» **Data provided**:
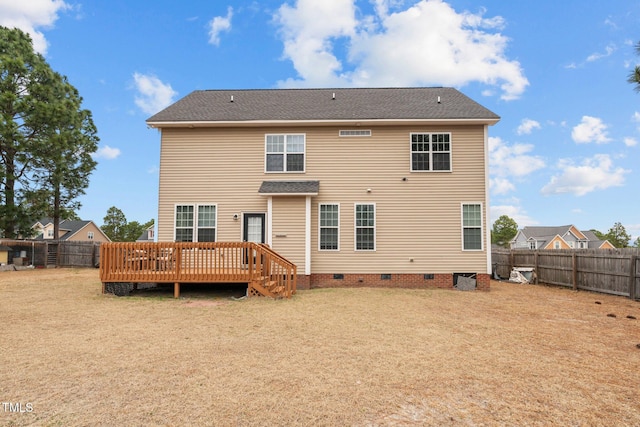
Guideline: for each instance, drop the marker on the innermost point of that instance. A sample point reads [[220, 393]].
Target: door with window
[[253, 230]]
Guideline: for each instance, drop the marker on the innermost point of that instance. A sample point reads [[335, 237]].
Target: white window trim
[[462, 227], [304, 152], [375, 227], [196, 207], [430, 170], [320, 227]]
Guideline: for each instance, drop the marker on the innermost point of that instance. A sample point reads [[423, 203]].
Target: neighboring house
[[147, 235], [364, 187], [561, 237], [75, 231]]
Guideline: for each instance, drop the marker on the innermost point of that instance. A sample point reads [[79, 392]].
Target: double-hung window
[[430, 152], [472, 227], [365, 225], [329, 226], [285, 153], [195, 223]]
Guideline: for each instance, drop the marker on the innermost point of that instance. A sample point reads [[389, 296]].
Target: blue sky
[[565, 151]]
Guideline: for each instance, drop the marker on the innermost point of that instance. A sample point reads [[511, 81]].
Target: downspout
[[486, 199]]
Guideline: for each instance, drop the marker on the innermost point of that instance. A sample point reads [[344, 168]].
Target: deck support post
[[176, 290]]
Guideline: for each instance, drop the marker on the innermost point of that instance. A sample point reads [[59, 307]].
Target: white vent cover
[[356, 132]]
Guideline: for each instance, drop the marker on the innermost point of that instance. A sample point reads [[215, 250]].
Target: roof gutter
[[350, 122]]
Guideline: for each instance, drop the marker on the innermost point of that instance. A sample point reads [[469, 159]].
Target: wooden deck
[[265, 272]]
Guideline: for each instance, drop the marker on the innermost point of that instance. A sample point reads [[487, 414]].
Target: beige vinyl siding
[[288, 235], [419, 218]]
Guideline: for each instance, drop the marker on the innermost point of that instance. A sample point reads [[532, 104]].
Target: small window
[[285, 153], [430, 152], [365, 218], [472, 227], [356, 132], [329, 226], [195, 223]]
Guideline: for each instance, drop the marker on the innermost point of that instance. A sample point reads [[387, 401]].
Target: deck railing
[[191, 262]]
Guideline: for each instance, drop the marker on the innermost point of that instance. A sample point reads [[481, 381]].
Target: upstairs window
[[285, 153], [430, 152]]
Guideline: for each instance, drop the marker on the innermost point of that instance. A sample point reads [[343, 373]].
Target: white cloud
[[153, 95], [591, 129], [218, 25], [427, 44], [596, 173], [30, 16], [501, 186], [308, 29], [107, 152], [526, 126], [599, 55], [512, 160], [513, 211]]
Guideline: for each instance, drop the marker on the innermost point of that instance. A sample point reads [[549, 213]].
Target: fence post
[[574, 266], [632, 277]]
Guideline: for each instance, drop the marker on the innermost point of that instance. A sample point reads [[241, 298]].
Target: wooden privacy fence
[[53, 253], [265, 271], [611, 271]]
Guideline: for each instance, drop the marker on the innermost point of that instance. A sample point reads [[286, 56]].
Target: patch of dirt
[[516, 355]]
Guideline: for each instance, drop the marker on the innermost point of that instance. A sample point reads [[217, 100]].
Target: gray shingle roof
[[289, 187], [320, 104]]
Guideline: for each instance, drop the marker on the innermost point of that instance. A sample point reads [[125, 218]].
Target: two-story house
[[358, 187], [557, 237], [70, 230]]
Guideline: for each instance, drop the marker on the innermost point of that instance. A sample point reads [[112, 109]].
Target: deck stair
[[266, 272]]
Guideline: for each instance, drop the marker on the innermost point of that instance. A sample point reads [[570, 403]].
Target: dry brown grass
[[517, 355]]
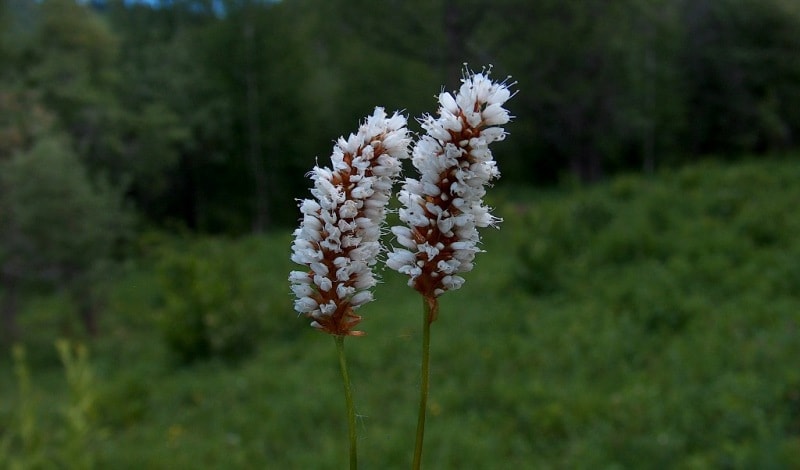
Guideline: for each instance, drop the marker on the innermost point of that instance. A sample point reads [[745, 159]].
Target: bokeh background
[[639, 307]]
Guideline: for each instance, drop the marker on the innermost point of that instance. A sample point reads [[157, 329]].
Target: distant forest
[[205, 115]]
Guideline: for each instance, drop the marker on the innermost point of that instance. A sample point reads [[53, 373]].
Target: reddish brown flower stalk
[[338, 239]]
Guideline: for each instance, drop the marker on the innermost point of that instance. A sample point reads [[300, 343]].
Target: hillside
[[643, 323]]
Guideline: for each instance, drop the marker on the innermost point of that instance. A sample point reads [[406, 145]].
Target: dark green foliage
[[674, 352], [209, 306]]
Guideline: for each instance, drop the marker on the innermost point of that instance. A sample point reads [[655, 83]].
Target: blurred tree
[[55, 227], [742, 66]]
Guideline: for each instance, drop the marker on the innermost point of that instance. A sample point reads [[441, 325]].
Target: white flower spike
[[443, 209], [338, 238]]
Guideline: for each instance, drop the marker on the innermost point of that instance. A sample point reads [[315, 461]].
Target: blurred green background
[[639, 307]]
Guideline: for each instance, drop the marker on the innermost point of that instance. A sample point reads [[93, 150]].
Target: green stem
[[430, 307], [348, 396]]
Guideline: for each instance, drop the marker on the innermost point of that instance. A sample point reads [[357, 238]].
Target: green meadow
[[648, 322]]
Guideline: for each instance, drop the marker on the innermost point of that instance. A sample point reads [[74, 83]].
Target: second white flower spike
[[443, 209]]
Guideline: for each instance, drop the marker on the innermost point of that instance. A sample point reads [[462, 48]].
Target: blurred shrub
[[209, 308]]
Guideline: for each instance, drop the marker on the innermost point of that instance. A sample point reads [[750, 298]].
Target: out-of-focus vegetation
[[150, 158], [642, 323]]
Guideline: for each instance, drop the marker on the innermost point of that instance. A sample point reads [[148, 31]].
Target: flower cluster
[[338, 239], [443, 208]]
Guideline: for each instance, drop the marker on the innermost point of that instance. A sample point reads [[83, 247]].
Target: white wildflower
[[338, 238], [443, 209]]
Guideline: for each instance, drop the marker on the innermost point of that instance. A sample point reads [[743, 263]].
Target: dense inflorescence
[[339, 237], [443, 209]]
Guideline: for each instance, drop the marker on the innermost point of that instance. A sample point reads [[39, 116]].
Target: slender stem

» **The problem**: A faithful copy of all the entries is required, pictures excluded.

» **Exercise result**:
Guideline: for each instance, drop the marker on the innermost point of that instance. A sample point reads [[220, 393]].
Target: door with window
[[253, 230]]
Guideline: for each instance, drop the marker on the innermost point of that instance. A sample point reads [[335, 237]].
Target: white window trim
[[462, 227], [304, 152], [375, 227], [196, 207], [430, 170], [320, 227]]
Guideline: for each instance, drop the marker on the innermost point of that instance. A sample point reads [[423, 203]].
Target: neighboring house
[[147, 235], [364, 187], [561, 237], [75, 231]]
Guideline: for each instance, drop the marker on the innermost point of that instance. A sample point reads [[79, 392]].
Target: double-hung window
[[430, 152], [472, 227], [365, 225], [329, 226], [285, 153], [195, 223]]
Guideline: for each instance, drop the marker on the innermost point of that instance. A sample point reads [[389, 296]].
Target: blue sky
[[565, 151]]
Guideline: for each instance, drop the marker on the innermost point of that instance. A sample point reads [[511, 81]].
Target: downspout
[[486, 199]]
Guideline: for each instance, drop the marker on the innermost point of that instance. A sample point reads [[344, 168]].
Target: deck support post
[[176, 290]]
Guideline: for each instance, drop the marker on the innermost point of that instance. A sample point reads [[59, 307]].
Target: white vent cover
[[356, 132]]
Guideline: for each instance, drop the marker on the innermost point of that instance. A sample point reads [[215, 250]].
Target: roof gutter
[[350, 122]]
Guideline: for each instance, drop the marker on the innermost point of that instance. A sample point reads [[469, 159]].
Target: wooden deck
[[265, 272]]
Guideline: for each instance, drop the marker on the innermost point of that instance. A sample point reads [[487, 414]].
Target: beige vinyl siding
[[288, 235], [419, 218]]
Guideline: for each instance, drop the marker on the innermost point of that instance. A sample point reads [[532, 104]].
Target: small window
[[285, 153], [430, 152], [365, 218], [472, 227], [356, 132], [329, 226], [195, 223]]
Guideline: for each instance, drop the marker on the innermost point of that instance. A sample point reads [[387, 401]].
Target: deck railing
[[191, 262]]
Guideline: for each instance, drop the marker on the innermost point of that instance. A sample point reads [[481, 381]].
Target: upstairs window
[[285, 153], [430, 152]]
Guideline: for each instance, drop the marker on the innermost point of that instance. A sample point reads [[343, 373]].
Target: white cloud
[[153, 95], [591, 129], [218, 25], [427, 44], [596, 173], [30, 16], [501, 186], [308, 29], [107, 152], [526, 126], [599, 55], [512, 160], [513, 211]]
Guideline: for each instance, drop the marker on the innermost point of that instance. A sample point reads [[549, 213]].
Target: fence post
[[574, 266], [632, 277]]
Guideline: for each instance, drop the marker on the innermost point of that instance. A sample point reads [[241, 298]].
Target: wooden privacy fence
[[53, 253], [265, 271], [611, 271]]
Guideline: for each instance, drop the marker on the innermost point of that instance. A sample point reads [[286, 56]].
Target: patch of dirt
[[516, 355]]
Guideline: for each instance, drop the marker on the innermost point of that instance. A sample point reads [[217, 100]].
Target: gray shingle roof
[[289, 187], [320, 104]]
Guideline: for each instance, drop the marker on the innermost point of that instance. A sample point reads [[125, 218]].
Target: two-story house
[[358, 187], [557, 237], [70, 230]]
Guideline: for each instance, drop the marker on the innermost point of that instance. A sample point reads [[112, 109]].
Target: deck stair
[[266, 272]]
Guideline: for each instance, drop the marker on the innermost point of that instance. A sample point reads [[570, 403]].
Target: dry brown grass
[[517, 355]]
Guideline: for each instance, drop the marker on the innermost point of that instance. A sample point reads [[745, 159]].
Target: bokeh background
[[639, 307]]
Guideline: for each instance, drop the marker on the innermost point of that instance. A sample point reads [[157, 329]].
Target: distant forest
[[205, 115]]
Guideline: for each instance, drop the marker on the innermost point of that instance. A sample point reads [[53, 373]].
Target: reddish brown flower stalk
[[338, 239]]
Guideline: for each instance, drop the marker on the innermost point of that instance. A sample point reads [[300, 343]].
Target: hillside
[[643, 323]]
Guideline: for each instance, drop the marker on the innermost point of that instance. A sample point reads [[406, 145]].
Target: dark green foliage
[[674, 352], [209, 306]]
Guideline: for each instance, drop the marker on the innermost point of that instance. A sample point reads [[655, 83]].
Target: blurred tree
[[55, 227], [742, 66]]
Guideline: for each instance, drop the marker on the innermost point of that instance. A sample point reads [[441, 325]].
Target: white flower spike
[[443, 209], [338, 238]]
Guideline: for each instance, drop the marker on the innermost point of that instance. A sample point reads [[315, 461]].
Target: blurred green background
[[639, 307]]
Guideline: for each instance, drop the marker on the innermost point of that instance. A sample point reads [[93, 150]].
Target: green stem
[[430, 307], [348, 396]]
Guideline: for each instance, drop the marker on the innermost point of that instance. A sample point reads [[357, 238]].
Target: green meadow
[[648, 322]]
Guideline: for each instance, drop the marker on the innermost point of that instance. A sample point reads [[74, 83]].
Target: second white flower spike
[[443, 209]]
Guideline: for each instance, drop the marker on the innermost point of that instance. A sample point reads [[462, 48]].
Target: blurred shrub
[[209, 308]]
Guideline: for each instance, drop the marker on the innermost point of that instance. A sample point reads [[750, 298]].
Target: out-of-focus vegetation
[[150, 158], [642, 323]]
Guideline: for each instance, drop the marker on the innermost point of that instance. A sample point reads [[148, 31]].
Target: flower cluster
[[338, 239], [443, 208]]
Guideline: for each instance, drop the marker on the innermost point of that instance. A sample point reads [[83, 247]].
Target: white wildflower
[[338, 238], [443, 209]]
Guideline: for each instance, drop the marker on the innermost point of that instance. A sample point reads [[743, 263]].
Target: dense inflorescence
[[339, 237], [443, 209]]
Guideline: for each instance, drop the marker on the innermost point of that instance. A sample point reads [[39, 116]].
Target: slender stem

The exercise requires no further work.